- Opening Delimiter -

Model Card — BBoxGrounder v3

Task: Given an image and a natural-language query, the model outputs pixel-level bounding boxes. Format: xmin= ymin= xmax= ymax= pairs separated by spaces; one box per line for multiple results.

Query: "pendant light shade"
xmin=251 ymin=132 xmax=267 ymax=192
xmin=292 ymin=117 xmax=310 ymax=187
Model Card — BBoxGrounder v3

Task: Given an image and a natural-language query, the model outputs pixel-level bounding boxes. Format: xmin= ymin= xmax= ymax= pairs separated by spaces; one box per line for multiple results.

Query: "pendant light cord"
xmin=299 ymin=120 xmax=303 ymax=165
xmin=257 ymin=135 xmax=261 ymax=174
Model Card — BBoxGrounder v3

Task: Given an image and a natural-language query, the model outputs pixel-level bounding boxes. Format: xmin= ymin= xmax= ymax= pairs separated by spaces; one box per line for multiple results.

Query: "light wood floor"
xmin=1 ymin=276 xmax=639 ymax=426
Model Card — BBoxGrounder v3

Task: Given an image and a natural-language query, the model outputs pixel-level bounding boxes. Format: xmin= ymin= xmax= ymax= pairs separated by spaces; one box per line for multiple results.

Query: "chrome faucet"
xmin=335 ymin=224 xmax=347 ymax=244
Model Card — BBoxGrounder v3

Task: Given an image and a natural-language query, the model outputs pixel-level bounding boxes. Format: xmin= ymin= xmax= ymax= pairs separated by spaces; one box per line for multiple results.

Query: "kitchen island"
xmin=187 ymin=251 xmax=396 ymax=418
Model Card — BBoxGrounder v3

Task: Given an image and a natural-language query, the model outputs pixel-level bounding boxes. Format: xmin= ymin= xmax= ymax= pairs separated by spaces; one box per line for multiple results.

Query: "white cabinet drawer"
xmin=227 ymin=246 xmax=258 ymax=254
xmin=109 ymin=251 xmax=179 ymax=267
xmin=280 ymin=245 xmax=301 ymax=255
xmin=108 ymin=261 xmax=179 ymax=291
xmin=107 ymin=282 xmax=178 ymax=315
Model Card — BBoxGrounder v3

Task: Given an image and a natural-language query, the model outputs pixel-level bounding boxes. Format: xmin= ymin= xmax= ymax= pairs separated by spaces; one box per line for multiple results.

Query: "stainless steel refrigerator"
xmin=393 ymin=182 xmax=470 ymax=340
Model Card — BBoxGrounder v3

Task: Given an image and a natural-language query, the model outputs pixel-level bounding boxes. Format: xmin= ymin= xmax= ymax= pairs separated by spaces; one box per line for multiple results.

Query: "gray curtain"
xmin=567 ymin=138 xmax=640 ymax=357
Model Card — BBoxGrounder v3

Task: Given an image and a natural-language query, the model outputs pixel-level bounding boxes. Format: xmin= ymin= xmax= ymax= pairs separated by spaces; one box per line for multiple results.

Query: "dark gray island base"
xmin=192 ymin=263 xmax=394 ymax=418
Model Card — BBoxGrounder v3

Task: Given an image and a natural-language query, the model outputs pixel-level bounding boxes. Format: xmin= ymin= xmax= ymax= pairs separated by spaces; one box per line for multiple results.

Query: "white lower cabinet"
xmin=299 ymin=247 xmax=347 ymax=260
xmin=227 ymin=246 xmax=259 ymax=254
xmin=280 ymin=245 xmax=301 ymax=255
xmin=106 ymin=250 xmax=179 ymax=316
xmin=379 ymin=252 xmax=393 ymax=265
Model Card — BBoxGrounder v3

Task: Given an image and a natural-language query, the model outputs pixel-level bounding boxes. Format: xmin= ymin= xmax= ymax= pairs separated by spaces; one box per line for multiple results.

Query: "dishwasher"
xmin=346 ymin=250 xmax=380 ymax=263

- Closing Delimiter -

Every entry should be given again exactly as written.

Model Card — BBoxGrounder v3

Task: Given an image and a natural-language query, the model outputs pixel-level bounding boxes. Format: xmin= ymin= xmax= ymax= pairs separated by spaces; one box per line for multiple results.

Query: "pendant light shade"
xmin=251 ymin=132 xmax=267 ymax=192
xmin=292 ymin=117 xmax=310 ymax=187
Model Card — BBoxGrounder v3

Task: Given an image and a natural-language query, the model outputs pixel-level bounding boxes. Format: xmin= ymin= xmax= ymax= pairs separated by spaces; one box per line for multiple results.

Query: "pendant light cord"
xmin=299 ymin=120 xmax=303 ymax=165
xmin=257 ymin=135 xmax=261 ymax=174
Model Card — BBoxGrounder v3

Task: Given an image and a natural-language query, the model outputs pixel-level bounding boxes. Format: xmin= ymin= xmax= ymax= pairs separated by spaces; one box per line for multiple results.

Query: "light wood floor"
xmin=1 ymin=276 xmax=639 ymax=426
Model Card — BBoxGrounder v3

Task: Given an image and a natural-language query, the model outputs pixel-level bounding boxes. Format: xmin= ymin= xmax= ymax= pairs separated by spaces; one box per line for multiple results.

Query: "chrome faucet"
xmin=335 ymin=224 xmax=347 ymax=244
Model Card — BBoxGrounder v3

Task: Given an image and a natural-language query, the model outputs pixel-level bounding boxes. Format: xmin= ymin= xmax= ymax= pairs separated by spaces; one box per line for multiple results.

Query: "kitchen island"
xmin=187 ymin=251 xmax=396 ymax=418
Model Card — BBoxGrounder v3

Task: Given an image and a natural-language query, the model outputs pixel-level bounding boxes. Format: xmin= ymin= xmax= ymax= pairs separated by spaces; one box per line for multiple results.

Query: "white cabinet drawer"
xmin=227 ymin=246 xmax=258 ymax=254
xmin=109 ymin=251 xmax=179 ymax=267
xmin=280 ymin=245 xmax=301 ymax=255
xmin=108 ymin=261 xmax=179 ymax=291
xmin=107 ymin=282 xmax=178 ymax=315
Model Card — BBoxGrounder v3

Task: Given an image and a natural-language query, the model outputs pixel-level bounding boxes. Format: xmin= ymin= xmax= ymax= pairs separated by spaces; one box per line for multiple results.

Query: "stainless steel refrigerator"
xmin=393 ymin=182 xmax=470 ymax=340
Model Card — BBoxGrounder v3

Task: Given an image and a natural-language query, the model outputs pixel-level bounding boxes. Format: xmin= ymin= xmax= ymax= pairs separated by spaces; one box per line for multiple results.

Query: "gray curtain"
xmin=567 ymin=138 xmax=640 ymax=357
Model Card — BBoxGrounder v3

Task: Given an image and a natural-language query, the model outputs pixel-level bounding boxes. Format: xmin= ymin= xmax= ymax= pairs separated by spaces; one box per line for multiple results.

Query: "dark gray island base"
xmin=192 ymin=263 xmax=394 ymax=418
Model Card — BBoxGrounder v3

Task: Given an image and a natural-language query, the model outputs pixel-level bounding boxes. Format: xmin= ymin= xmax= ymax= pairs separated by spaces; one box per line for multiple results.

Query: "white lower cabinet"
xmin=299 ymin=247 xmax=347 ymax=260
xmin=227 ymin=246 xmax=259 ymax=254
xmin=280 ymin=245 xmax=301 ymax=255
xmin=106 ymin=250 xmax=179 ymax=316
xmin=379 ymin=252 xmax=393 ymax=265
Model Card — BBoxGrounder v3

Task: Given an image and a natural-language query, the model outputs pixel-level bounding boxes. Format: xmin= ymin= xmax= ymax= pairs separated by spaces; one box per line for multiple results.

Query: "dishwasher"
xmin=346 ymin=250 xmax=380 ymax=263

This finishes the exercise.